• **Stated exercise 1**
Reproduce the blog post below in full, word for word.

• **Document passage**
Saturday, August 30, 2014

New house, new friends, new couch.

I will not start this post with an apology for not writing in a year. This is mostly because I've checked my blog list, and most of the people I follow haven't either. So let's do a quick wrap-up of what has happened since January.

We got the house! The paperwork all went through, the interest rate was agreeable, and one of the nice parts is that it came mostly furnished. We've since bought new living room furniture, a new mattress for me, and a piano (the piano was free, getting it to my house was not).

An amazing man is renting my cabin. His name is Ian, and before he moved in, he was living in a house he built himself on West Beach with the other gold miners.

My cabin was not entirely suitable for human habitation, so we cut a deal where he would fix it up in exchange for a reduced rent. Here is what he did, (along with Scott, when he got here):

-Leveled
-Patched and painted
-Tore out the broken cabinets and installed new shelves
-Tore out the carpet (which Scott said smelled like a 70's porno) and put in new carpet/linoleum.
-Hooked up the stove/oven that Dad shipped up on the truck
-Moved furniture, including the fridge out of the shed, the couch out of the house, and the mattresses from the UPS truck.
-Got the water turned back on, and fixed all the pipes that had burst during the freeze.

• **Stated exercise 2**
Locate and copy every line in the entries that contains the string "jacket", treating uppercase and lowercase as different.

Stored dataset items:
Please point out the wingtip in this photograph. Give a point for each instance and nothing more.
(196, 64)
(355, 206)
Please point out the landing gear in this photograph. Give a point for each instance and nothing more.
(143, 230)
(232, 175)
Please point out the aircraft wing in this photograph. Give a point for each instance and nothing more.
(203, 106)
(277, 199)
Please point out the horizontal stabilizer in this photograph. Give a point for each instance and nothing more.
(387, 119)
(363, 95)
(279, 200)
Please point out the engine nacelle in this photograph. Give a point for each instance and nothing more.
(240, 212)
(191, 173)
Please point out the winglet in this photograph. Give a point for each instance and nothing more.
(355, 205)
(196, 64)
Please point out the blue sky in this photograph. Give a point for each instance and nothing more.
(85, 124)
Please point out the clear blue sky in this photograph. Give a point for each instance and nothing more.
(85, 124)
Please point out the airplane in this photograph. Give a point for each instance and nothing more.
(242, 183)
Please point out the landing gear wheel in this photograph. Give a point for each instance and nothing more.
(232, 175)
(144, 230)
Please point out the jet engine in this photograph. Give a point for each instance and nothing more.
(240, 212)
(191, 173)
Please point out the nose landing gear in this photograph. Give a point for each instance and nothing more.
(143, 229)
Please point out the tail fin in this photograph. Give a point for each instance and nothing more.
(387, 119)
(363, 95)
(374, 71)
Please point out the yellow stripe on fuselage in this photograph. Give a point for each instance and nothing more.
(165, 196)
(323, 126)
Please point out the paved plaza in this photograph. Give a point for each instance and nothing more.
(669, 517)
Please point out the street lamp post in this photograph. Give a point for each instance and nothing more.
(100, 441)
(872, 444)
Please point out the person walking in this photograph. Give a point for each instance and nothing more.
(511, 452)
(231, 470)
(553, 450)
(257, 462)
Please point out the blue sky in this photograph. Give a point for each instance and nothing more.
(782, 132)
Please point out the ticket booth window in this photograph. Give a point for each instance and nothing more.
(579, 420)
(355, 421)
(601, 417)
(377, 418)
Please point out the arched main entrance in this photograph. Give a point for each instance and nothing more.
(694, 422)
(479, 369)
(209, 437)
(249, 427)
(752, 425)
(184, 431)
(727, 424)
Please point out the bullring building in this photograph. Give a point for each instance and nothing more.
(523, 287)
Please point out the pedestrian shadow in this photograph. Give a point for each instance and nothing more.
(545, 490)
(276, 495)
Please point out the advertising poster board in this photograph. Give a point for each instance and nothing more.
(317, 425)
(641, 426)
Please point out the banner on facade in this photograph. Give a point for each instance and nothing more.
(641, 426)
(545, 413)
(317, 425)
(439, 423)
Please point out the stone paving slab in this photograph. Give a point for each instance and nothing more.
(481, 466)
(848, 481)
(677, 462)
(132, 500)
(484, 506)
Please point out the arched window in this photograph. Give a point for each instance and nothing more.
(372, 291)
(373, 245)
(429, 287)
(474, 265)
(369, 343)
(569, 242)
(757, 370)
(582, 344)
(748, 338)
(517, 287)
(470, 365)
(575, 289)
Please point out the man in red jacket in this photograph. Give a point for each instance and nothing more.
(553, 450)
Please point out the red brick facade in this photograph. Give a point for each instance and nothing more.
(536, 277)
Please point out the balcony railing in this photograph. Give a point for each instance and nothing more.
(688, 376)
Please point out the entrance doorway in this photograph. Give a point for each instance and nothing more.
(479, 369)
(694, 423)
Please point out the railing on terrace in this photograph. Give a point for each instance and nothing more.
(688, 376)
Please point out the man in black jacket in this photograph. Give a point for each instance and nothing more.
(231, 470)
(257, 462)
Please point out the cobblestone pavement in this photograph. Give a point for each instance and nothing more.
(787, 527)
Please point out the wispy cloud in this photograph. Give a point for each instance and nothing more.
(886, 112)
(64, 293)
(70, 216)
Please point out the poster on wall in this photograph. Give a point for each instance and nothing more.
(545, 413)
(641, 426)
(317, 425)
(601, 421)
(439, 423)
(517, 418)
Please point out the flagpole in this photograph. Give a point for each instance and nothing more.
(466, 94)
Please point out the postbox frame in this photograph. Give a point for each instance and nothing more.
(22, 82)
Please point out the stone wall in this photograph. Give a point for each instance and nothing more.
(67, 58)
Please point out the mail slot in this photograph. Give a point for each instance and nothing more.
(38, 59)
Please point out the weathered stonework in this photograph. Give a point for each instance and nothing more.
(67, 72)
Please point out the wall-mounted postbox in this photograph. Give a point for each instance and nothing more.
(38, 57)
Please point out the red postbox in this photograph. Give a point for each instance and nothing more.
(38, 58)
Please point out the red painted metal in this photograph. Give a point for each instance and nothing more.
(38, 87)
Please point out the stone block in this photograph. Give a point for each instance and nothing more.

• **Result 1**
Saturday, August 30, 2014

New house, new friends, new couch.

I will not start this post with an apology for not writing in a year. This is mostly because I've checked my blog list, and most of the people I follow haven't either. So let's do a quick wrap-up of what has happened since January.

We got the house! The paperwork all went through, the interest rate was agreeable, and one of the nice parts is that it came mostly furnished. We've since bought new living room furniture, a new mattress for me, and a piano (the piano was free, getting it to my house was not).

An amazing man is renting my cabin. His name is Ian, and before he moved in, he was living in a house he built himself on West Beach with the other gold miners.

My cabin was not entirely suitable for human habitation, so we cut a deal where he would fix it up in exchange for a reduced rent. Here is what he did, (along with Scott, when he got here):

-Leveled
-Patched and painted
-Tore out the broken cabinets and installed new shelves
-Tore out the carpet (which Scott said smelled like a 70's porno) and put in new carpet/linoleum.
-Hooked up the stove/oven that Dad shipped up on the truck
-Moved furniture, including the fridge out of the shed, the couch out of the house, and the mattresses from the UPS truck.
-Got the water turned back on, and fixed all the pipes that had burst during the freeze.

• **Result 2**
Please point out the man in red jacket in this photograph. Give a point for each instance and nothing more.
Please point out the man in black jacket in this photograph. Give a point for each instance and nothing more.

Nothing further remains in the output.